----- Source material

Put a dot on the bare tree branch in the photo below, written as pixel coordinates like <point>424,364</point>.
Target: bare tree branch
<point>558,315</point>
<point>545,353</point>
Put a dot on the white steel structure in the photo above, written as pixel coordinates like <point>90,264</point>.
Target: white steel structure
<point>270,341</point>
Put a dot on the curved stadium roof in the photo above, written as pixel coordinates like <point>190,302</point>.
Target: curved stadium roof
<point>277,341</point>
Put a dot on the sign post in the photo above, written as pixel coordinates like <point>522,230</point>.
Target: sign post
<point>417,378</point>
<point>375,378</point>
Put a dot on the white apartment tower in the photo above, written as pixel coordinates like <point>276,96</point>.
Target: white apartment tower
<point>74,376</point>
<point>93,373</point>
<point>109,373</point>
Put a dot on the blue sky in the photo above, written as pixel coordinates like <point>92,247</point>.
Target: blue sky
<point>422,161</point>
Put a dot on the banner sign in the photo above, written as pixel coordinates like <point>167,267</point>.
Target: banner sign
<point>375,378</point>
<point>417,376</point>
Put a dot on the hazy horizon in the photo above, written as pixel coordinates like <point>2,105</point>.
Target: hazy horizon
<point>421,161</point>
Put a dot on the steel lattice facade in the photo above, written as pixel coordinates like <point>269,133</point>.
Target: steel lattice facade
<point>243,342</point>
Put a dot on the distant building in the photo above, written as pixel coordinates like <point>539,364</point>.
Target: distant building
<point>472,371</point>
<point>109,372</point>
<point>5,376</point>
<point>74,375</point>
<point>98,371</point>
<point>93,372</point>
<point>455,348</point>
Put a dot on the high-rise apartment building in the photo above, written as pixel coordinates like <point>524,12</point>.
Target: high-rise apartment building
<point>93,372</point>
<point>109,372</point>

----------

#### [Instructions for the task]
Reproduce the listing above exactly as far as the line with "Put a dot on the white apartment", that line included.

#### [Solution below]
Put a dot on the bare tree branch in the photo below, written as pixel coordinates like <point>424,364</point>.
Target: bare tree branch
<point>558,315</point>
<point>545,353</point>
Put a dot on the white steel structure in the photo above, written as pixel coordinates like <point>90,264</point>.
Target: white steel structure
<point>270,341</point>
Put a dot on the curved stadium roof in the photo above, written as pixel coordinates like <point>190,302</point>.
Target: curved stadium roof
<point>277,341</point>
Put a dot on the sign post in the photo above, written as pixel coordinates like <point>522,230</point>.
Target: sign post
<point>417,378</point>
<point>375,378</point>
Put a dot on the white apartment tower in the photo above, written as pixel coordinates like <point>276,96</point>.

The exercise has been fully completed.